■ **REQUEST**: Give the lines again exactly, from the one holding "ornate facade shown in the photo above." to the last line of the listing below, both ends included and nothing added.

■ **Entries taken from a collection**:
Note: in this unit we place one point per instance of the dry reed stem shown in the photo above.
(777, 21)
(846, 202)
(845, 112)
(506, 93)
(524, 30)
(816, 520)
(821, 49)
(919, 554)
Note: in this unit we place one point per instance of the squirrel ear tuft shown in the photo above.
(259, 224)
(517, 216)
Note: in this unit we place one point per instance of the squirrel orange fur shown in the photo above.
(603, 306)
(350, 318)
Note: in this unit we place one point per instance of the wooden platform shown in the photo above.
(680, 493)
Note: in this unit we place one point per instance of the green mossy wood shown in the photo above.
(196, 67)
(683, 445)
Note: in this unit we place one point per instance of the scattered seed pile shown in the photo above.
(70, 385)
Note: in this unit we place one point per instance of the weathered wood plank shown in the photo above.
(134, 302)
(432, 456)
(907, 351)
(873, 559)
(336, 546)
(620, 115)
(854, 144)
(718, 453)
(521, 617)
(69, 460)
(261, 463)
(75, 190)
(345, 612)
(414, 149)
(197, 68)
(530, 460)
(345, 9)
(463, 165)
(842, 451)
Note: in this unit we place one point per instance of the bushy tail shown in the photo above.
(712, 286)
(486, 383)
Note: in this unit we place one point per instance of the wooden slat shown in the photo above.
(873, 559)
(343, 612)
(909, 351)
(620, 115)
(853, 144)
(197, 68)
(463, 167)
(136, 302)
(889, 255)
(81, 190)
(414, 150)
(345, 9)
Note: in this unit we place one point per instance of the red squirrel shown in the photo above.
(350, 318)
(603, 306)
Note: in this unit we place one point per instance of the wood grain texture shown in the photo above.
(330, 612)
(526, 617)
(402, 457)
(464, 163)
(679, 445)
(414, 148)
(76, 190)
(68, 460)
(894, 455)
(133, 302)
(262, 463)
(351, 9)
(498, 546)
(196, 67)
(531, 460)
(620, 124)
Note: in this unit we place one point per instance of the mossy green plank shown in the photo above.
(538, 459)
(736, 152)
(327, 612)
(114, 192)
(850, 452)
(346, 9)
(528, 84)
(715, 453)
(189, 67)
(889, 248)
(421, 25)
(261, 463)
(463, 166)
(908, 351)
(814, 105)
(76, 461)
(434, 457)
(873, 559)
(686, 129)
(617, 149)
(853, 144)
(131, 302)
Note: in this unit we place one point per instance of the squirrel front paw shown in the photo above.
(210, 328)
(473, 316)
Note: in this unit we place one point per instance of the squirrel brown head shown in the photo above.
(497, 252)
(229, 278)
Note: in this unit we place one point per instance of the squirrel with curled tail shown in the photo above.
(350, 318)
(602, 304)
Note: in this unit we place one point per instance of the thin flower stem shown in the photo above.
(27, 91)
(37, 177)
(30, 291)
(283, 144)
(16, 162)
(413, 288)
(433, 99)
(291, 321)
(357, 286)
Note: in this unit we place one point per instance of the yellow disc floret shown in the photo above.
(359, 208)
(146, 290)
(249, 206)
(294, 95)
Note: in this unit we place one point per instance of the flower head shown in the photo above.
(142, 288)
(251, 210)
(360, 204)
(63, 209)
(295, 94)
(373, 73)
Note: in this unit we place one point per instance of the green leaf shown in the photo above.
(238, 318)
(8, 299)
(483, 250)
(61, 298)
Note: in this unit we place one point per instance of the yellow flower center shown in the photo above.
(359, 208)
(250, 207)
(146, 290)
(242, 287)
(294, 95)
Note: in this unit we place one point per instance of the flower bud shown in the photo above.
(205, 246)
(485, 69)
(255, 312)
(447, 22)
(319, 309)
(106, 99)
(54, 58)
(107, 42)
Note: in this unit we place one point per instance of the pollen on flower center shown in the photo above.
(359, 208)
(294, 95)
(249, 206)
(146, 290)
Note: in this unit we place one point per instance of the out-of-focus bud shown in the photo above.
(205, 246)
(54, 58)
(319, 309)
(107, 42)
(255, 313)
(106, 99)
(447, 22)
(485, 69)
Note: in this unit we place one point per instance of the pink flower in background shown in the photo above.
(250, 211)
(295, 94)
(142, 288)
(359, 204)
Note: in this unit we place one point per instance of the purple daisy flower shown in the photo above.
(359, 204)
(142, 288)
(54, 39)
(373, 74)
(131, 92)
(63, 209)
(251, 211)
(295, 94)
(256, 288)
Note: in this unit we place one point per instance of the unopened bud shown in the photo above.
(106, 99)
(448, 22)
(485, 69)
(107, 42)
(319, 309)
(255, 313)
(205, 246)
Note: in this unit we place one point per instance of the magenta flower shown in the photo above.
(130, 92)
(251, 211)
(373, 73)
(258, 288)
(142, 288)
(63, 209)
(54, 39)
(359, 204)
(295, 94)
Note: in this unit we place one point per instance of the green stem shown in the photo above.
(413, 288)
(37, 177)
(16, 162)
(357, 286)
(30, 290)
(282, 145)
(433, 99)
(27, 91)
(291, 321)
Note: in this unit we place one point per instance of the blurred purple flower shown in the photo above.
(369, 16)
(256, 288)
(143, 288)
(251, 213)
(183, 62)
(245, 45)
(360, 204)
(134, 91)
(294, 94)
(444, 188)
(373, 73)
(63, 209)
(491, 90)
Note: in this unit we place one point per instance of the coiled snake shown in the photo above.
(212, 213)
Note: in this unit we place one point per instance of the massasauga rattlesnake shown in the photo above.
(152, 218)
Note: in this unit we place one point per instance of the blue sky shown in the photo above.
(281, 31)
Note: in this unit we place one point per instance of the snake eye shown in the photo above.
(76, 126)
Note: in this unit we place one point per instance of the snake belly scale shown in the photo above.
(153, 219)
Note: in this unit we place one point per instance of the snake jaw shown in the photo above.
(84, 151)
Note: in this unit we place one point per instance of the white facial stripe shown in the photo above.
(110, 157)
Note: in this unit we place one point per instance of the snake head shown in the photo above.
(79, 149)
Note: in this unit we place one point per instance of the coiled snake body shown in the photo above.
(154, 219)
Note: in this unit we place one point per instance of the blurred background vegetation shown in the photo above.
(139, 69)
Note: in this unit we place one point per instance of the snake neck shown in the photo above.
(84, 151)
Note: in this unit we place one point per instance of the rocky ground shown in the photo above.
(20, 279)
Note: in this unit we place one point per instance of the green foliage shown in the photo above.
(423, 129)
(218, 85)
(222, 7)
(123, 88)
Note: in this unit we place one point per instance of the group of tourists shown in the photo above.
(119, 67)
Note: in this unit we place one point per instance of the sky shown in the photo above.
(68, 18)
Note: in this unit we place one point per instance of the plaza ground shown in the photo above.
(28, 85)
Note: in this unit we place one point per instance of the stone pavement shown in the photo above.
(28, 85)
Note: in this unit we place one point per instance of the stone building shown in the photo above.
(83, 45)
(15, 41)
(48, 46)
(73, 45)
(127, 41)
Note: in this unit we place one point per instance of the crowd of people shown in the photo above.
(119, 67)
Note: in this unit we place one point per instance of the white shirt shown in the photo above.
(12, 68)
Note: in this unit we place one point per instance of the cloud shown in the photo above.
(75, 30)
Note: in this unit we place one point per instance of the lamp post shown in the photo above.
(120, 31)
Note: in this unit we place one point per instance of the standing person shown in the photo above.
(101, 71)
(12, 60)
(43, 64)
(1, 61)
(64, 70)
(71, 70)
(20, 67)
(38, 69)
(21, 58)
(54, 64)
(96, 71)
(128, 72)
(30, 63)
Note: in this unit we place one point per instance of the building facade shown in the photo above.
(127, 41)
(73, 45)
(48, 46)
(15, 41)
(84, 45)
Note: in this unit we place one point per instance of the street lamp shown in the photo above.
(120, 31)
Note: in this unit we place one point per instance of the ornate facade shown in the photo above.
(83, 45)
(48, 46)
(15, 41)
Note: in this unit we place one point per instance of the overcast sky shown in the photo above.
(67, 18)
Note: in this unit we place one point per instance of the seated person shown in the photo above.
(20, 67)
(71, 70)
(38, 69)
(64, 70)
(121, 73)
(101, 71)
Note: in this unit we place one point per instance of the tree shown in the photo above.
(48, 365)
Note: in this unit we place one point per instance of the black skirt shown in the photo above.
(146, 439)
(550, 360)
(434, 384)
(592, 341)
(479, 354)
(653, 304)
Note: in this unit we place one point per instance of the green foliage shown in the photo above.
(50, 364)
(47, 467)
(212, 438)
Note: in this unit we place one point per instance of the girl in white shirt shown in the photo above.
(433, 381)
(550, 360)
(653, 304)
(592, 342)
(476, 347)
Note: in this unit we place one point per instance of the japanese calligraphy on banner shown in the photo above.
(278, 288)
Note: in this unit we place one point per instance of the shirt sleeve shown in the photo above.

■ **TASK SOLUTION**:
Note: in this unit we place one point per instance of the ornate facade shown in the photo above.
(83, 45)
(48, 46)
(15, 41)
Note: in this unit we place one point per instance of the overcast sky shown in the photo above.
(67, 18)
Note: in this unit we place one point per instance of the seated person shown in the photo above.
(20, 67)
(71, 70)
(38, 69)
(64, 70)
(121, 73)
(101, 71)
Note: in this unit we place one point per instance of the tree shown in the photo above.
(48, 365)
Note: in this unit we place one point per instance of the black skirt shown in the photo above.
(146, 439)
(550, 360)
(434, 384)
(592, 341)
(479, 354)
(653, 304)
Note: in this unit we place one point per instance of the green foliage shown in the photo above.
(50, 364)
(47, 467)
(212, 438)
Note: in this unit we place one point per instance of the girl in white shirt shown in the photo above.
(433, 381)
(550, 360)
(653, 304)
(592, 342)
(476, 347)
Note: in this unit we place one point per instance of the japanese calligraphy on banner shown in the photo above.
(278, 288)
Note: in this unit we place one point per instance of the shirt sleeve shown in the photo above.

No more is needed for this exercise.